Object position labeling entries:
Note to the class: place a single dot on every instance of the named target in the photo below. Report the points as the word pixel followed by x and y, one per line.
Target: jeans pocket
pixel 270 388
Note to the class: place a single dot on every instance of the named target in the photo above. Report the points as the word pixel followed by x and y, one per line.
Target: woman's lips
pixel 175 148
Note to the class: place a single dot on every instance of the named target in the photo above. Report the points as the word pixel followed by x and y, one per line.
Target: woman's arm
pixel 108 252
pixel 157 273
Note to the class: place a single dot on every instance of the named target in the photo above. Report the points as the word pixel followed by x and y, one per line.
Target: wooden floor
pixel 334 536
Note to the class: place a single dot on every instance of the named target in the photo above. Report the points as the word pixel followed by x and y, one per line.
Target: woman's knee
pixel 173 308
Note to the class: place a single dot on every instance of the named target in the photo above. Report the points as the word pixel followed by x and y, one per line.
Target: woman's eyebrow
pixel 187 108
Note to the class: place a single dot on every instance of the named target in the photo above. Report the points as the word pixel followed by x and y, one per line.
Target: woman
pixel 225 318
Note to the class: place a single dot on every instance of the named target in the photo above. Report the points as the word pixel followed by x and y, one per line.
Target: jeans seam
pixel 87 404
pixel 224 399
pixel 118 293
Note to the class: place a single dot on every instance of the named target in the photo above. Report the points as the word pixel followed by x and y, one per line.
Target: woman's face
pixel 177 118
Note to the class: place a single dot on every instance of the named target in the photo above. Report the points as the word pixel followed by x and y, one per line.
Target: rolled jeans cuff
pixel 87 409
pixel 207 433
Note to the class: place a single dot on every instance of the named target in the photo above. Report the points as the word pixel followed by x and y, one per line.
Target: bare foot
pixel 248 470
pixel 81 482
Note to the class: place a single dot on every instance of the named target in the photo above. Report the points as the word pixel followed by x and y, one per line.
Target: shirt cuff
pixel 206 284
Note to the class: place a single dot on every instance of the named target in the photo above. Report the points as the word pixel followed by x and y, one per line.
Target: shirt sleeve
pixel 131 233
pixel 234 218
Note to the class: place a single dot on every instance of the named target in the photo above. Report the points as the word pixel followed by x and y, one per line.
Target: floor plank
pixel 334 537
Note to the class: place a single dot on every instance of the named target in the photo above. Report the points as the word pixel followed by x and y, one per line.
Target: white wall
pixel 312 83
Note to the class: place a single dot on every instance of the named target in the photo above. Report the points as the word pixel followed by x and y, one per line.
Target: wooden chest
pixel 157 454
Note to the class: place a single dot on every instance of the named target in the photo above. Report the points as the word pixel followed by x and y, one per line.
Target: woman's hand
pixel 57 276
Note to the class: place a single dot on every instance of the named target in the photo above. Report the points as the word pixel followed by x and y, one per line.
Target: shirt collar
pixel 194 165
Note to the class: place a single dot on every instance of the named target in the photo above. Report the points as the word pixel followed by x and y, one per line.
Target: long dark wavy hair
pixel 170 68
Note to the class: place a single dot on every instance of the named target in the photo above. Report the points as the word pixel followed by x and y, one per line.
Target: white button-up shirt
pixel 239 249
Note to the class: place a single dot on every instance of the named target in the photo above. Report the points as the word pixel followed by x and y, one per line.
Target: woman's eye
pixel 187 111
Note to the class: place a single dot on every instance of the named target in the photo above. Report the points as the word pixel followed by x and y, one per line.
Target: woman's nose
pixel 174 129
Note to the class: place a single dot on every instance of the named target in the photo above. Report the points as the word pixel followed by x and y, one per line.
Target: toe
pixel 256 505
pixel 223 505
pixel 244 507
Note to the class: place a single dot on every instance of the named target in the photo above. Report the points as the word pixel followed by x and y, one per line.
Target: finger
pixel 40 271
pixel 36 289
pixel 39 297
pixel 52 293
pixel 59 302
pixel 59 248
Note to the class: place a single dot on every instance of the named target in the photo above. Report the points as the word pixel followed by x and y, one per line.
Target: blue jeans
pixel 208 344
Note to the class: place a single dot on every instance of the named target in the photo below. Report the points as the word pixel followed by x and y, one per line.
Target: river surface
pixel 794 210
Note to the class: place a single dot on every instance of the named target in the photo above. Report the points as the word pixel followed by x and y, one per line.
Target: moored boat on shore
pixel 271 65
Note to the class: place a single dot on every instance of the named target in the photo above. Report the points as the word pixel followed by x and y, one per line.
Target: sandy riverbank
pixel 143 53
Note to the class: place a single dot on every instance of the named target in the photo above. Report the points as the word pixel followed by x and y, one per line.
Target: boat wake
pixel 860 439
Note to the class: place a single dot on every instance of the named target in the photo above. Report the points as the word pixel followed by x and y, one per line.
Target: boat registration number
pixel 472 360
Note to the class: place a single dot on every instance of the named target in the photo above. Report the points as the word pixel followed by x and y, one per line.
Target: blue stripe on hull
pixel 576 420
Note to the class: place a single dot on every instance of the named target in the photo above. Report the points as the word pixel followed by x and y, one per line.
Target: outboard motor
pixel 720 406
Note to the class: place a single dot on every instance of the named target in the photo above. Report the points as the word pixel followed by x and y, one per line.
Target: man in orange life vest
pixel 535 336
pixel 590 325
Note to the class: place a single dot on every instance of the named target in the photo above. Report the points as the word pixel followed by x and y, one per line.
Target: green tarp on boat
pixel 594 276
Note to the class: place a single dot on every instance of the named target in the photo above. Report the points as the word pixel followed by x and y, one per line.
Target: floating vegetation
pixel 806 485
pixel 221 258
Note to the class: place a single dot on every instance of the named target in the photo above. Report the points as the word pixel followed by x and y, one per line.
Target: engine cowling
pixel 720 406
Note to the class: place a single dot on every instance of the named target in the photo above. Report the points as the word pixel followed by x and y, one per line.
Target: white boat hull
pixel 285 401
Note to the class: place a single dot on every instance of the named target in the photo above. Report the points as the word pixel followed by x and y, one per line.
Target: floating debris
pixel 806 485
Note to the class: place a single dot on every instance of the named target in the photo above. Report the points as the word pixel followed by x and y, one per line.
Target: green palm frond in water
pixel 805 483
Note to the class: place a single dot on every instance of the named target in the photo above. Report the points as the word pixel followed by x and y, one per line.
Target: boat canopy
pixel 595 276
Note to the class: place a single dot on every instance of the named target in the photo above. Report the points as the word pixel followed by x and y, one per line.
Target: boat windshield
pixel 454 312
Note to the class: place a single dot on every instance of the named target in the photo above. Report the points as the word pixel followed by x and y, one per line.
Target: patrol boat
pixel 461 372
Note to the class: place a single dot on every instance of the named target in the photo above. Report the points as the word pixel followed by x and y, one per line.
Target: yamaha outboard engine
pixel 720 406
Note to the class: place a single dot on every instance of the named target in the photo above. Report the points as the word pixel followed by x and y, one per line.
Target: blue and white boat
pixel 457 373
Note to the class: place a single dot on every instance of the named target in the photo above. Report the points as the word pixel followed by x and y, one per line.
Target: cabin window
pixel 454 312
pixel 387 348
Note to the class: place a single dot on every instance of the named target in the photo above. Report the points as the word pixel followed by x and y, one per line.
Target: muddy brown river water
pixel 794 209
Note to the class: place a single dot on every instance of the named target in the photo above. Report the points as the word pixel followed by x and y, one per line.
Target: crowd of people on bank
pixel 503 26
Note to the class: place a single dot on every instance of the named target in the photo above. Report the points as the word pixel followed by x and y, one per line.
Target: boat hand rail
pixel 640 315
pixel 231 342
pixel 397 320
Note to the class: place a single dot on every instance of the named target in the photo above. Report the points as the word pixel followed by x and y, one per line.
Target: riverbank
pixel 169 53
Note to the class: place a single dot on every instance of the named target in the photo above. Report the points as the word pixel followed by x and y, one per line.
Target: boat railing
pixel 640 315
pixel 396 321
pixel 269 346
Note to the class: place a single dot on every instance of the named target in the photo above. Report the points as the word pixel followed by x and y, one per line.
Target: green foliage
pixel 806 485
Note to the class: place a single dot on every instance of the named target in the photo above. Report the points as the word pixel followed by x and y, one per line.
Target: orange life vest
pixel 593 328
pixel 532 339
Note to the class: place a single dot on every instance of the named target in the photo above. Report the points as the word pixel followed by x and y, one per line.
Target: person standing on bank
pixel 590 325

PROBLEM DETAILS: Find each line in the entries above that contains the word "floating" and copy those lines out.

RESPONSE:
Target: floating vegetation
Target: floating debris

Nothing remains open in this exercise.